Supplied text START
Televangelist Joel Osteen brings sold-out ‘Night of Hope’ to Marlins Park

Everything is bigger in Texas. Televangelist Joel Osteen preaches from the largest church in the country in Houston. His televised sermons have worldwide reach. And as an outright rich, bestselling author, he can afford a $10 million French chateau with five fireplaces, six bedrooms, six bathrooms, a guest house and a pool house.

Osteen, who attributes his shredded six-pack to daily workouts, is expected to draw about 40,000 fans to Little Havana Saturday night for the sold-out “America’s Night of Hope with Joel & Victoria.”

“Let’s have a great time here in Miami at the beautiful Marlins baseball park,” Osteen, 50, said with a soft Texas twang as he recorded a video at the stadium late last year to promote the event.
Supplied text END
# Check your understanding
1 - Set down the part of the Osteen article starting at "Everything is bigger" and ending at "a pool house.".
2 - Shorten the paragraph of the Osteen article that begins "Everything is bigger in Texas" into a brief list of its main facts.
3 - From the Osteen article, list every feature of the $10 million French chateau.
Rely on the Osteen article alone.
Data supplied START
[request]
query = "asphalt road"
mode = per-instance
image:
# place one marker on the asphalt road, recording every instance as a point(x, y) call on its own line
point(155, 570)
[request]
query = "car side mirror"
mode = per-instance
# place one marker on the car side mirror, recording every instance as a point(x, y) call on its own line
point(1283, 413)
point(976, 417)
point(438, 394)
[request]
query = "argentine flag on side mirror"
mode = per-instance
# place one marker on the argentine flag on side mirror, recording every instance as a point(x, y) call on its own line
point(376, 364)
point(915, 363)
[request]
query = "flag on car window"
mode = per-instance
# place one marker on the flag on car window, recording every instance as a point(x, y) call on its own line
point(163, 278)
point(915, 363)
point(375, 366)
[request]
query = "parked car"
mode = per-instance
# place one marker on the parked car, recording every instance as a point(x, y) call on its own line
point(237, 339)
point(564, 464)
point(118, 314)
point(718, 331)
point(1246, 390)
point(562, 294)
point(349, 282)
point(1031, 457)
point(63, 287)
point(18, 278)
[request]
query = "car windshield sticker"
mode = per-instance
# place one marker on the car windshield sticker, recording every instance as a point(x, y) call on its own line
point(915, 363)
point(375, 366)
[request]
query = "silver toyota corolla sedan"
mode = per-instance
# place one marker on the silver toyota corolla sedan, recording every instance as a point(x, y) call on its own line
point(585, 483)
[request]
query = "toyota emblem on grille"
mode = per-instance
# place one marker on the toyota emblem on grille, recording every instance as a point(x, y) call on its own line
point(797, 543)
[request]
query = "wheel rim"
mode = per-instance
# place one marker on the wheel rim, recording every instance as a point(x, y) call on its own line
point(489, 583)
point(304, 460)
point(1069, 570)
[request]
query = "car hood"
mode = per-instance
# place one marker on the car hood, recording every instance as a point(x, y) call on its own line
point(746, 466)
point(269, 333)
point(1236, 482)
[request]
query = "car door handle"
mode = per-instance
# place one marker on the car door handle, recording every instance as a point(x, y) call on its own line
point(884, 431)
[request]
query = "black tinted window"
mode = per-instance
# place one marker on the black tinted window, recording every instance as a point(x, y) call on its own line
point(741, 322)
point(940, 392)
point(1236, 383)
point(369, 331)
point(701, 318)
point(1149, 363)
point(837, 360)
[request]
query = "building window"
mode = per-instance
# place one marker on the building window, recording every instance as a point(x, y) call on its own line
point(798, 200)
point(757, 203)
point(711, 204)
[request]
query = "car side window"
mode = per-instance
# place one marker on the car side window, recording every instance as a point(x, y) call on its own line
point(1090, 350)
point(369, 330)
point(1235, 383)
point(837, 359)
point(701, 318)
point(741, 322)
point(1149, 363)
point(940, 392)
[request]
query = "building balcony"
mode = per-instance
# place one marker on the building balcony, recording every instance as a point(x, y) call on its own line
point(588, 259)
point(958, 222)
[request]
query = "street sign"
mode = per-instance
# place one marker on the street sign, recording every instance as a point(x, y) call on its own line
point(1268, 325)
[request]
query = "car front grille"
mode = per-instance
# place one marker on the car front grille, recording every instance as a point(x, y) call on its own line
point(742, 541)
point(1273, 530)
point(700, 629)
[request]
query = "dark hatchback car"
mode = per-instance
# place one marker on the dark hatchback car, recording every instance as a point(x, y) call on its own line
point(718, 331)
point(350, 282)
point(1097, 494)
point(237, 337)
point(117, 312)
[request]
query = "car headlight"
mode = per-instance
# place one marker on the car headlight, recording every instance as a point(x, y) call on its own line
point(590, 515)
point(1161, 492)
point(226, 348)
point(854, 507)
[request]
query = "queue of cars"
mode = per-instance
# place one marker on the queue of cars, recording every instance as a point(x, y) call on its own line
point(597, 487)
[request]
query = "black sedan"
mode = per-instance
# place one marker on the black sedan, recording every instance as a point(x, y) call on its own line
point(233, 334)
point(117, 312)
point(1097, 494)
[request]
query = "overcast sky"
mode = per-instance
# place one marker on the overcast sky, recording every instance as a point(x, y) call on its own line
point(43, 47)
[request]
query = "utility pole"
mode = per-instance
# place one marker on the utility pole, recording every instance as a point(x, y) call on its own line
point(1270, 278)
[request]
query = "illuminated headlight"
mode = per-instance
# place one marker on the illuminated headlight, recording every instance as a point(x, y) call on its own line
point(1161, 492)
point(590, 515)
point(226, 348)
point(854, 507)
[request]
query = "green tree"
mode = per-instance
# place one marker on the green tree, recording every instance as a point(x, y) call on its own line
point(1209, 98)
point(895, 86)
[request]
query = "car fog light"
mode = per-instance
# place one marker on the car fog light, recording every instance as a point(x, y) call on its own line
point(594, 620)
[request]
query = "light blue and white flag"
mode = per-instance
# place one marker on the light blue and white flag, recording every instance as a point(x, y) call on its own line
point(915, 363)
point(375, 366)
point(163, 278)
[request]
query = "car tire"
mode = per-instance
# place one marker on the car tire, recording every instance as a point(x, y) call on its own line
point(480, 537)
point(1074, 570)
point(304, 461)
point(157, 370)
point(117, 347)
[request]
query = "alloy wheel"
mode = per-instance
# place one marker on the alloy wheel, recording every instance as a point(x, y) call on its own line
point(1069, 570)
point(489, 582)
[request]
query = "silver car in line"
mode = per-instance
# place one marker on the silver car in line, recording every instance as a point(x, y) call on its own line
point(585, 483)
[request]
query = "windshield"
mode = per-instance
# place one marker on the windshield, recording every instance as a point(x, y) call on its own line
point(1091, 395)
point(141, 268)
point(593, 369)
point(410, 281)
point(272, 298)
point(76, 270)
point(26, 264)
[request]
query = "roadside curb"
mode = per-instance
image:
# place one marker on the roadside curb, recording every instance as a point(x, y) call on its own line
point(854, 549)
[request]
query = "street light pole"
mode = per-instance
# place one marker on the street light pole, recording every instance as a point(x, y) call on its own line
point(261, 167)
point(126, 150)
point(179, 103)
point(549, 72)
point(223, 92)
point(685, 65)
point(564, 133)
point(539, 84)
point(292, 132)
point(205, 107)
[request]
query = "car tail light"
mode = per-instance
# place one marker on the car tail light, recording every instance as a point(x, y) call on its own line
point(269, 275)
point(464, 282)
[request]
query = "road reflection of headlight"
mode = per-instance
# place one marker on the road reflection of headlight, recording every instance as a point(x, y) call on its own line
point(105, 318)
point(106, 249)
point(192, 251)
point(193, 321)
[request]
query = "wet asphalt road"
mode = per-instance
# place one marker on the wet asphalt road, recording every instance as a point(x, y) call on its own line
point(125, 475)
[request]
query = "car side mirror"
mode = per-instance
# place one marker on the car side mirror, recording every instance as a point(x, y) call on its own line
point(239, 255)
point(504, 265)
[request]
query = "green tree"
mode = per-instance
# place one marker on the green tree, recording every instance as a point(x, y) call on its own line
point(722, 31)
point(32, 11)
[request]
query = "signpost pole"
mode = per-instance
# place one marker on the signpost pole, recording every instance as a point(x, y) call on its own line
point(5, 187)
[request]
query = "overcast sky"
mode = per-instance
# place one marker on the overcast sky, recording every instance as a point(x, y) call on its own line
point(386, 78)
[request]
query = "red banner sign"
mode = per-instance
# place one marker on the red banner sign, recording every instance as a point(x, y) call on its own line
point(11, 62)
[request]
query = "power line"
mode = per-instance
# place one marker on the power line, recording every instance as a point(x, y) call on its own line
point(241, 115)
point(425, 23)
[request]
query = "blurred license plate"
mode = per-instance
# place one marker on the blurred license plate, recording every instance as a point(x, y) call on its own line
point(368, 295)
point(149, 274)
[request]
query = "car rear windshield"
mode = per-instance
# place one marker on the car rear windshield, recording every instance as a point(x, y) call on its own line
Data supplied END
# Answers for each item
1 -
Everything is bigger in Texas. Televangelist Joel Osteen preaches from the largest church in the country in Houston. His televised sermons have worldwide reach. And as an outright rich, bestselling author, he can afford a $10 million French chateau with five fireplaces, six bedrooms, six bathrooms, a guest house and a pool house.

2 -
- Joel Osteen preaches from the largest church in the country, in Houston.
- His televised sermons reach a worldwide audience.
- He is a rich, bestselling author.
- He can afford a $10 million French chateau.

3 -
- five fireplaces
- six bedrooms
- six bathrooms
- a guest house
- a pool house